List every line of the listing below that contains the word "jeans". Case counts.

[Items listed in a dataset]
+--
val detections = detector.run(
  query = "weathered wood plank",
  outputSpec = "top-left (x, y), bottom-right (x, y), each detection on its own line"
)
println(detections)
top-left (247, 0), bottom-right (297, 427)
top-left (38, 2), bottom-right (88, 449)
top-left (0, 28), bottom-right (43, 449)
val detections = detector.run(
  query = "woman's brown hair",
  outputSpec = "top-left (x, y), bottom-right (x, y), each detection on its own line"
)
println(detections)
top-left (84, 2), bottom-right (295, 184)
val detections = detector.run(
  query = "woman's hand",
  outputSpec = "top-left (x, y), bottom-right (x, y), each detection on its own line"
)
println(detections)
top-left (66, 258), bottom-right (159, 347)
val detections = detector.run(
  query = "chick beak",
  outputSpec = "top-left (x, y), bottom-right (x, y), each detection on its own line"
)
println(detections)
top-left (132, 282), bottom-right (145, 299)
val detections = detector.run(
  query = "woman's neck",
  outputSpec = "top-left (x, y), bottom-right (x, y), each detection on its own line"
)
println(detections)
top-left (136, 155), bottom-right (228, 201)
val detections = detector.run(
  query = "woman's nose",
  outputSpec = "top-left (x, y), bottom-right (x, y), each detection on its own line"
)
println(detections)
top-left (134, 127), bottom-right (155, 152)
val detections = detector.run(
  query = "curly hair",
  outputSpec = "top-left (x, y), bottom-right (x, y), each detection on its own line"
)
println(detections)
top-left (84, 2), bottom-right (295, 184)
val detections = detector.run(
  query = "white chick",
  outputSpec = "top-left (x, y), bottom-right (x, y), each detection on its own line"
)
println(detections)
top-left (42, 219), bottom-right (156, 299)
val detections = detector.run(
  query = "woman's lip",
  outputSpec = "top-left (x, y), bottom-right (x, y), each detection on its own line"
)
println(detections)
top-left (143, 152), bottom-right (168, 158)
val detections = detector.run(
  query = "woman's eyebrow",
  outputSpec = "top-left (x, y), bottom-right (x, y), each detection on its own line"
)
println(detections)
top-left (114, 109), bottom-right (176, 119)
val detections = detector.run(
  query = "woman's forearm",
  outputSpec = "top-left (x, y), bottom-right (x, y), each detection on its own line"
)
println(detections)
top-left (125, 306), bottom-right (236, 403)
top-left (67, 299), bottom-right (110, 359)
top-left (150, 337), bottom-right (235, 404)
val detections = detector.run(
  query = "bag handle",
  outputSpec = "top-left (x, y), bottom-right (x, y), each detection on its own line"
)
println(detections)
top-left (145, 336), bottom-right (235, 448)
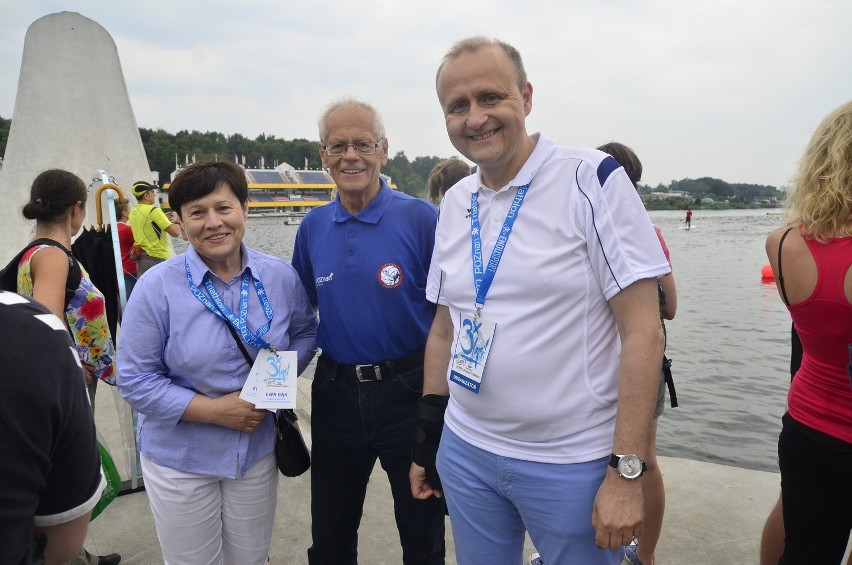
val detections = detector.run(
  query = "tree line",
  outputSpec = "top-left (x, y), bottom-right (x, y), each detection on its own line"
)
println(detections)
top-left (0, 116), bottom-right (784, 210)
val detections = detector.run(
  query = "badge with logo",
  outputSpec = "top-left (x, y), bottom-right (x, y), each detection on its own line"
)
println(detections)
top-left (240, 349), bottom-right (298, 411)
top-left (376, 263), bottom-right (402, 288)
top-left (450, 314), bottom-right (497, 394)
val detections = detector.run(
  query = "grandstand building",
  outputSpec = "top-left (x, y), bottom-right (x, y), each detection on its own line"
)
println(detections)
top-left (162, 163), bottom-right (396, 223)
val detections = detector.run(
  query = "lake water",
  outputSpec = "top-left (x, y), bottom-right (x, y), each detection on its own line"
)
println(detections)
top-left (185, 210), bottom-right (790, 471)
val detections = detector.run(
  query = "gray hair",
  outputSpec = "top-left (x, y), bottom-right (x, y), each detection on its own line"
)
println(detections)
top-left (318, 98), bottom-right (385, 142)
top-left (435, 35), bottom-right (527, 90)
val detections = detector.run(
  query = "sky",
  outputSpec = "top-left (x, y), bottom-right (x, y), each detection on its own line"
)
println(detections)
top-left (0, 0), bottom-right (852, 187)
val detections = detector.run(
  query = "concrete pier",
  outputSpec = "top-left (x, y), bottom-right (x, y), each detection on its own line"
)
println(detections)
top-left (86, 362), bottom-right (804, 565)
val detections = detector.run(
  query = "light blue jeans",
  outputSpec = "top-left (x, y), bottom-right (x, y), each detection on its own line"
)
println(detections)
top-left (437, 427), bottom-right (624, 565)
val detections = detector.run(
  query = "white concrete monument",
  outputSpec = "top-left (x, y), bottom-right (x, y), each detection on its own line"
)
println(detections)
top-left (0, 12), bottom-right (154, 267)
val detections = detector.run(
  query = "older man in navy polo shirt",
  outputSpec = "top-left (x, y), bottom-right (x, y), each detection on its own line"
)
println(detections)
top-left (293, 99), bottom-right (445, 565)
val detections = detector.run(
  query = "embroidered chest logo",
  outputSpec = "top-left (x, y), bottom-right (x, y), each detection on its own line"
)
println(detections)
top-left (376, 263), bottom-right (402, 288)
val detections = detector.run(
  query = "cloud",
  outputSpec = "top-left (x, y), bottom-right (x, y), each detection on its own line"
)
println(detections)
top-left (0, 0), bottom-right (852, 185)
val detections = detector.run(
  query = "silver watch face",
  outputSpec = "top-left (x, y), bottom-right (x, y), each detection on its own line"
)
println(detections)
top-left (618, 454), bottom-right (642, 479)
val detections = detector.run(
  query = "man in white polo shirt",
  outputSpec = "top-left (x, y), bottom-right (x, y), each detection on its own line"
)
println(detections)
top-left (411, 38), bottom-right (669, 565)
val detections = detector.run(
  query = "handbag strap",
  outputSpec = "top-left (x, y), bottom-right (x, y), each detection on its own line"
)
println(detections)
top-left (225, 322), bottom-right (254, 367)
top-left (778, 228), bottom-right (793, 306)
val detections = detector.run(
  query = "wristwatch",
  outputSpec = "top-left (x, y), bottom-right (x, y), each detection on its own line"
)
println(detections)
top-left (609, 453), bottom-right (648, 480)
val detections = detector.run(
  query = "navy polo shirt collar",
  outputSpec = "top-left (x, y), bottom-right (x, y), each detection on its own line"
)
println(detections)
top-left (334, 181), bottom-right (393, 224)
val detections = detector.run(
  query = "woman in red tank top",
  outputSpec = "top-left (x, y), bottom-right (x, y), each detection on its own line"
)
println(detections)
top-left (761, 101), bottom-right (852, 565)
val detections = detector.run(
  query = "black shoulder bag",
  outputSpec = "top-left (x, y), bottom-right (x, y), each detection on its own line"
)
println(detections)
top-left (225, 322), bottom-right (311, 477)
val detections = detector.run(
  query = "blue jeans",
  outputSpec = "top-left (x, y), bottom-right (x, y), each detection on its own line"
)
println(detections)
top-left (308, 353), bottom-right (445, 565)
top-left (437, 427), bottom-right (624, 565)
+--
» Exercise answer
  query = "light blue jeans",
  query = "blue jeans",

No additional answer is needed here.